■ Records for this exercise
────────────────
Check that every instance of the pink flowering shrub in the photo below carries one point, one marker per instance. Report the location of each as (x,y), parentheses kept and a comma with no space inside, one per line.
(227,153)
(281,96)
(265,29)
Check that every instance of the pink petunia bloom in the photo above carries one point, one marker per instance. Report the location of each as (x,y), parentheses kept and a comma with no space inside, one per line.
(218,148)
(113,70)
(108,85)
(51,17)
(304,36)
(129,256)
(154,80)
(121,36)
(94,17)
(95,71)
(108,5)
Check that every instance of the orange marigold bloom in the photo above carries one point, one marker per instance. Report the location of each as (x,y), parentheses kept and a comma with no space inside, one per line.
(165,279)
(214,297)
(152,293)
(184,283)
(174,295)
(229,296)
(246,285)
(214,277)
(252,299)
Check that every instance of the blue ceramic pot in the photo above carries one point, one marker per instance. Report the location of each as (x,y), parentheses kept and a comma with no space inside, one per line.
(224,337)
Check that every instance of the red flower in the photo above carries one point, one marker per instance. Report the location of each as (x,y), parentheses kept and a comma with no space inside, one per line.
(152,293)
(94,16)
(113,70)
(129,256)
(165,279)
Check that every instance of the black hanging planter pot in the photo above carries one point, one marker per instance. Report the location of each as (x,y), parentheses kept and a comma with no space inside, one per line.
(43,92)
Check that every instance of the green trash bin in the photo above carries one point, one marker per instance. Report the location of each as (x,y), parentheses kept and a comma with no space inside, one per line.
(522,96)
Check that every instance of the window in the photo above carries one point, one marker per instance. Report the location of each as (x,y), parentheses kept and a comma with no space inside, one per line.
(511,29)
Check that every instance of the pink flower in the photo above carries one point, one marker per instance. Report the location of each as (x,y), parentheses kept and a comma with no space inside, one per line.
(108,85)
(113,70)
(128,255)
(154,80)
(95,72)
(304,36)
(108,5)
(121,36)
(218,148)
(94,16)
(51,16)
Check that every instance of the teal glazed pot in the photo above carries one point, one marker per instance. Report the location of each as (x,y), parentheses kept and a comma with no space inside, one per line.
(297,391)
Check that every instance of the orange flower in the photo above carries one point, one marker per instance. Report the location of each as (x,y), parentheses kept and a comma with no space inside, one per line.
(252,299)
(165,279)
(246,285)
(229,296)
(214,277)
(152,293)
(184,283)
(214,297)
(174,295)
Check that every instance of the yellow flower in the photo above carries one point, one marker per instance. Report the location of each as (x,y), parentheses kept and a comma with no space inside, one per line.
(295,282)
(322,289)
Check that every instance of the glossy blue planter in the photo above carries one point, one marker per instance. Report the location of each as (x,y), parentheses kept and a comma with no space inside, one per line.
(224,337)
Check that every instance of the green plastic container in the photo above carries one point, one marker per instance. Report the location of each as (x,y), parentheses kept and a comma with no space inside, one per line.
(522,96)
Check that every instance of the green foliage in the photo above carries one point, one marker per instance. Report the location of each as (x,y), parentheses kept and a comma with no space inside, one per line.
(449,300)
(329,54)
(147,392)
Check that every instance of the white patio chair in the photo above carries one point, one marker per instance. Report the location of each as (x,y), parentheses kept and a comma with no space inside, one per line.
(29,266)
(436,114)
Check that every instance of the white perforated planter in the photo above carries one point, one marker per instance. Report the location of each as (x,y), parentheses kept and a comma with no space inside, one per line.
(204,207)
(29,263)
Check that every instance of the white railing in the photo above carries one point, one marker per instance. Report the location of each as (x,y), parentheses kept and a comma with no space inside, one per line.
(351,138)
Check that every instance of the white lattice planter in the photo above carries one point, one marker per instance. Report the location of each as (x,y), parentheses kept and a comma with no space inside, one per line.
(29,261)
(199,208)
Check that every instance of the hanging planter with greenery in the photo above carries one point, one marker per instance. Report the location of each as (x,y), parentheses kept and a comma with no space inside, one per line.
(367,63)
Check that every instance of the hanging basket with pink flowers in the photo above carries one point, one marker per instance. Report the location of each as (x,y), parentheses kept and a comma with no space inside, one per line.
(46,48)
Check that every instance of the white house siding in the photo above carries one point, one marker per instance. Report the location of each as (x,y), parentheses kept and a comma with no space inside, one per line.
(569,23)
────────────────
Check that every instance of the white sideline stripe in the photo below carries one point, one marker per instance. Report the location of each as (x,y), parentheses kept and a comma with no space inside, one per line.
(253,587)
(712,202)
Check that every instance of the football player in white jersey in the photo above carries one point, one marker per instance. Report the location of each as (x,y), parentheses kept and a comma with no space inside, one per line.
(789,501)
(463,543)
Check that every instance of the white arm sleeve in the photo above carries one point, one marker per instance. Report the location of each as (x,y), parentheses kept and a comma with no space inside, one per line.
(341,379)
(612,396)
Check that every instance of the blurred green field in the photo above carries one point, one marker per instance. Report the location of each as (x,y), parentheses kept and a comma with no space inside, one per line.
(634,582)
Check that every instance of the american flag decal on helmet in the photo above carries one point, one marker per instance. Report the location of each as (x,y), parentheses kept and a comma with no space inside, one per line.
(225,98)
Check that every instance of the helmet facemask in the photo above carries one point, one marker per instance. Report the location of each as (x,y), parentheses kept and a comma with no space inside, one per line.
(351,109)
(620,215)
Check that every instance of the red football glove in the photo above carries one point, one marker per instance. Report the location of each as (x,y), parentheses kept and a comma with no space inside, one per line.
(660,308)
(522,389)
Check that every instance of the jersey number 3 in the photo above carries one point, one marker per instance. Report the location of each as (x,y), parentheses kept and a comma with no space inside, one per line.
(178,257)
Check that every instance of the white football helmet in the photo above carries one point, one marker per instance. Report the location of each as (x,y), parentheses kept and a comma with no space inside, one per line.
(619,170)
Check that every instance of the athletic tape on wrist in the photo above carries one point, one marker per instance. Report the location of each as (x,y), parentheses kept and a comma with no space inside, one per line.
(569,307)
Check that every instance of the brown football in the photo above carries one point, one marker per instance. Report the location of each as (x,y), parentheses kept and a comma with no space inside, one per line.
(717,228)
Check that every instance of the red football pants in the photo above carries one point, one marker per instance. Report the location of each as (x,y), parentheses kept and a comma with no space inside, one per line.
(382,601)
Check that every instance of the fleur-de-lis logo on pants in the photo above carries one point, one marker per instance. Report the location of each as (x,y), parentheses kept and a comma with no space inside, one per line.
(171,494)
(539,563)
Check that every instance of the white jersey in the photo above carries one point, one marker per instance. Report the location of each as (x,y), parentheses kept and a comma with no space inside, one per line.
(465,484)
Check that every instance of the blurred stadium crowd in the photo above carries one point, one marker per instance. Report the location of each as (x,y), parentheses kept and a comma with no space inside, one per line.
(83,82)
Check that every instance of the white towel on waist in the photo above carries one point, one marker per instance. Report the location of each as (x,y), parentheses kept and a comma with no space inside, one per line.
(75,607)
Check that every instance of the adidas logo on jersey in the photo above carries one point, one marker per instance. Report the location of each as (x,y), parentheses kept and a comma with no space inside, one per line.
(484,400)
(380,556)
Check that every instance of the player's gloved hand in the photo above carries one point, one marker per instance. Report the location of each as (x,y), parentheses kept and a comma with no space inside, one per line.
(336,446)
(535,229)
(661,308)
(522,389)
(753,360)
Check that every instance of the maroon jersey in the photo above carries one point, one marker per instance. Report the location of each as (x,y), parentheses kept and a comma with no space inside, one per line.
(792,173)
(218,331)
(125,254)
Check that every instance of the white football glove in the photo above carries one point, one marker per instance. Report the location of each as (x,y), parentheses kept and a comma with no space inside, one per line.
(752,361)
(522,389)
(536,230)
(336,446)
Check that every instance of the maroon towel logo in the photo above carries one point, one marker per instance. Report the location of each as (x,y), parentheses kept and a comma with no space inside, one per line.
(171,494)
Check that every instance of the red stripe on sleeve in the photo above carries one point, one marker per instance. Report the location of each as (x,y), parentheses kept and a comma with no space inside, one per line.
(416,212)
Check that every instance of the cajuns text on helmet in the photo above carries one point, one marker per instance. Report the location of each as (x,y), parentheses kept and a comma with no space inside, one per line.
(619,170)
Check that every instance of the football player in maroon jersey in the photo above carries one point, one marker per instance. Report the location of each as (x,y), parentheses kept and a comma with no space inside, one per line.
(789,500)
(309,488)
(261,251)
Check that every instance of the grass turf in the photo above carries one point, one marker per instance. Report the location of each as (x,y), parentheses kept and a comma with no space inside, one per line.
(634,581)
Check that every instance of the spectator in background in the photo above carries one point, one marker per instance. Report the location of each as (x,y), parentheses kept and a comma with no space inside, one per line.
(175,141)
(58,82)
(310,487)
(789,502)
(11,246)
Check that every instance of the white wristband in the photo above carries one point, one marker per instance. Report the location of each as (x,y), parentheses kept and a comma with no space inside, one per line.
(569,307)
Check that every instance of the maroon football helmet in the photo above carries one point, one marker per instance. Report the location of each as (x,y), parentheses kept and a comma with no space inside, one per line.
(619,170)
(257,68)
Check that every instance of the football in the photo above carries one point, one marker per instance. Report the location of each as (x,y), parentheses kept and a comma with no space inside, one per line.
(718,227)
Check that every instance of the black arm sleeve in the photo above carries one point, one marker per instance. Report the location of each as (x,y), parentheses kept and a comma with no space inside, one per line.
────────────────
■ Written task
Tally the lines in the items above that contain the word "pants". Give only the number.

■ Problem solution
2